PROBLEMS AND TASKS -
**A)** In the Zane Lowe article, what is the subject of the keynote Lowe will give at the Music Week Tech Summit?
**B)** Name every artist that Lowe cites as an example in the Zane Lowe article.
**C)** Pick up the Zane Lowe article after its final sentence and keep writing.

TEXT -
--- START ---

'It's not harder, it's easier': Apple Music's Zane Lowe on breaking new artists in the streaming age

Zane Lowe

If there’s one truism that everybody in the modern music business agrees with, it’s that breaking artists has become much harder in the streaming age.

While this week’s Music Week Big Story highlights the significant 2019 UK success from the likes of Sam Fender, Lewis Capaldi and Mabel, the last few years have been tough for genuine, album-level breakthroughs. And many in the biz lay the blame for that squarely at streaming’s door, thanks to its emphasis on single tracks and playlists.

One man isn’t having any of it, however. As Radio 1’s former leading tastemaker and now Apple Music’s global creative director and Beats 1 presenter, Zane Lowe knows a thing or two about what it takes to break an artist. And, speaking in this week’s Music & Technology special edition of Music Week, he’s adamant that those saying it’s tougher than it used to be are barking up the wrong (Apple) tree.

“It’s not harder, it’s easier,” said Lowe, who will keynote on the subject ‘Keeping the humanity in music’ at the Music Week Tech Summit Together With O2 in London on October 8. “It’s happening faster and more than ever before. The difference is that we’re not controlling that conversation the way we used to, so we sense that it’s not happening, but it is happening.”

Lowe cites examples such as Yung Gravy, Billie Eilish, Juice Wrld and Lil Nas X. And he says he was first alerted to the latter artist by his kids.

--- END ---

SOURCE INFORMATION -

--- START ---

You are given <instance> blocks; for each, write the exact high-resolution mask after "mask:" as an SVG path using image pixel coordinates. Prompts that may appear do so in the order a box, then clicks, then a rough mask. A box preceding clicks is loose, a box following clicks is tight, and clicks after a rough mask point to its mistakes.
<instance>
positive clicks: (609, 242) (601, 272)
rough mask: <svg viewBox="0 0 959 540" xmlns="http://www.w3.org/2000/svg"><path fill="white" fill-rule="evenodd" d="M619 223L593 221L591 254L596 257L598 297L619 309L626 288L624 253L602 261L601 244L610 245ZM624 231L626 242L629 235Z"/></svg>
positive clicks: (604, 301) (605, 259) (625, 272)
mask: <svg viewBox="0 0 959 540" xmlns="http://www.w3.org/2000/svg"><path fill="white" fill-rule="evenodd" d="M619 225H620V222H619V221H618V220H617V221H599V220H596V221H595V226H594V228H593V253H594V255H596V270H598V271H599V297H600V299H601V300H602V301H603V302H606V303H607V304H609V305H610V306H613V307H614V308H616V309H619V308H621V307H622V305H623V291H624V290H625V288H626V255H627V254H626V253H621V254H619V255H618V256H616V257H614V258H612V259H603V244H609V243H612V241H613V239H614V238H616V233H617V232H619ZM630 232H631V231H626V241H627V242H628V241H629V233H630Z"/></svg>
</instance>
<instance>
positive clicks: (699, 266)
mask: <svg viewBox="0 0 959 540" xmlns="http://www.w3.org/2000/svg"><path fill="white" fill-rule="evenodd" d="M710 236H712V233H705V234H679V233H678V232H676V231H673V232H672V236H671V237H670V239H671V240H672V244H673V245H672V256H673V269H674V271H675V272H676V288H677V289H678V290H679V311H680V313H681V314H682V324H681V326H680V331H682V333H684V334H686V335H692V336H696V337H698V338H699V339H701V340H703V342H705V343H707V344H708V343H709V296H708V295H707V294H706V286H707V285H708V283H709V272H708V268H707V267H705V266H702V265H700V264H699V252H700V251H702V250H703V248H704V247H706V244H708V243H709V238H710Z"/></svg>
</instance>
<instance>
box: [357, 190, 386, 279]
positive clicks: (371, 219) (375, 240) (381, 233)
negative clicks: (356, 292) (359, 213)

--- END ---

RESULTS OF THE TASKS -
**A)** 'Keeping the humanity in music'

**B)** Yung Gravy, Billie Eilish, Juice Wrld and Lil Nas X

**C)**
“They said, ‘Dad, there’s this song that everybody, from kindergarten all the way up to eighth grade, is listening to or rapping along to at lunchtime’,” Lowe explained. “I was like, ‘That sounds like [the] Smells Like Teen Spirit [phenomenon] to me, what is it?’ And it was Old Town Road…"

Lowe found the song had started to spike on Apple Music and, “Within a week,” he added, “We’d rallied together and started to support this record in a meaningful way. And within two weeks, it started this unprecedented run. That was the shortest amount of time where something felt it had gone from the street to a real explosion…”

We’re not controlling that conversation the way we used to

Lowe, however, said that his role in breaking such records at Apple and Beats was very different to his time at Radio 1.

“[At Radio 1], we were the primary lane through which music was pre-promoted,” he said. “But there’s no pre-promotion anymore. There is zero value in giving a song to someone on a radio station for six weeks and not letting everybody out there access it on streaming services.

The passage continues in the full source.